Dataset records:
------------------------------------------------------------

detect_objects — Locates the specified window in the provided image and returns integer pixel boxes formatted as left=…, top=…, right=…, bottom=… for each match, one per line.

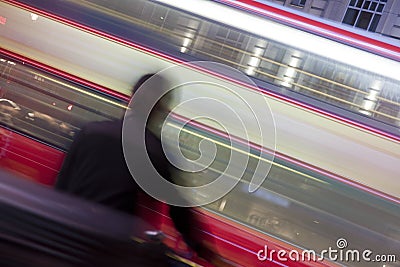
left=342, top=0, right=386, bottom=32
left=290, top=0, right=306, bottom=7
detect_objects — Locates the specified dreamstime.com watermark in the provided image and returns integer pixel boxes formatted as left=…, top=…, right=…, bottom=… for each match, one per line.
left=257, top=238, right=397, bottom=263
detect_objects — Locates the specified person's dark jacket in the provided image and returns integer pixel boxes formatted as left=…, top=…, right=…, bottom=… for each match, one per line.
left=55, top=121, right=214, bottom=262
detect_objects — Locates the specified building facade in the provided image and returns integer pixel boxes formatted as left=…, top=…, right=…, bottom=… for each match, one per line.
left=258, top=0, right=400, bottom=40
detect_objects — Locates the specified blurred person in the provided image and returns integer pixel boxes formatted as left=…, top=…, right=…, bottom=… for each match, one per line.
left=55, top=74, right=233, bottom=266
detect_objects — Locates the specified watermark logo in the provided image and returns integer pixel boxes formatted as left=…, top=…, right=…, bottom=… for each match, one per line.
left=122, top=62, right=275, bottom=206
left=257, top=238, right=397, bottom=263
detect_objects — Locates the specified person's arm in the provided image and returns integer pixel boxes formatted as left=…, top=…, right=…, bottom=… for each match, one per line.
left=54, top=128, right=84, bottom=191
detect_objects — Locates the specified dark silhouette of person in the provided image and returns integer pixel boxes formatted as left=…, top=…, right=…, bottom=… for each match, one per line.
left=55, top=74, right=230, bottom=265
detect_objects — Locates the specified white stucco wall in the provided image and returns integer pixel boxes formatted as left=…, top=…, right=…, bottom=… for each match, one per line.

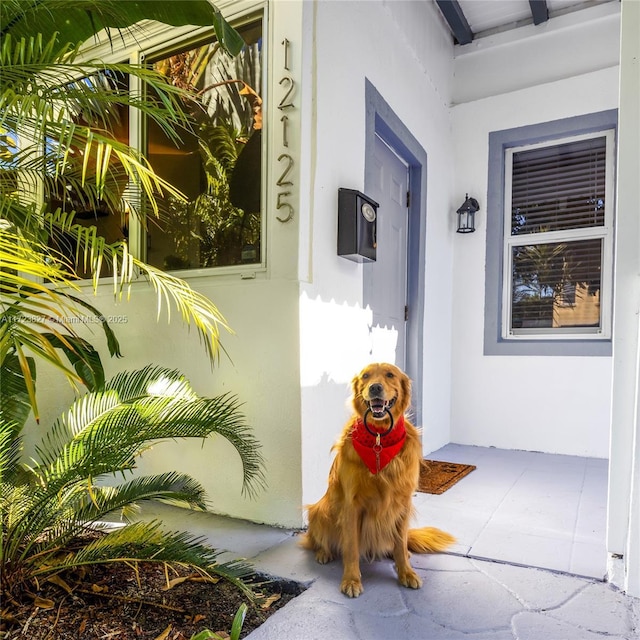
left=300, top=0, right=453, bottom=510
left=451, top=3, right=620, bottom=457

------------------------------------------------------------

Exercise requirements: Return the rows above verbatim, starting at the very first line and stopping after the line that contains "left=55, top=74, right=233, bottom=266". Leave the pictures out of your answer.

Answer to this task:
detect_objects — Locates the specified window in the provided image and returns integer pixel boxes formatted as left=…, top=…, right=…, bottom=… for each match, one per line.

left=342, top=0, right=386, bottom=32
left=290, top=0, right=306, bottom=7
detect_objects — Locates the specified dreamstime.com watermark in the provided image and returns integer pixel boxes formatted as left=…, top=…, right=…, bottom=… for each match, one per line.
left=257, top=238, right=397, bottom=263
detect_objects — Locates the specified person's dark jacket in the provided image and returns integer pixel boxes formatted as left=…, top=…, right=…, bottom=… for each match, one per line.
left=55, top=121, right=214, bottom=262
detect_objects — Locates the specified building facade in the provided image and returns integer pixel boxes formatted as left=…, top=…, right=…, bottom=… for each match, one per line.
left=258, top=0, right=400, bottom=40
detect_objects — Locates the specified blurred person in the provided image and returns integer pixel boxes formatted as left=…, top=…, right=…, bottom=… for each match, one per line.
left=55, top=74, right=233, bottom=266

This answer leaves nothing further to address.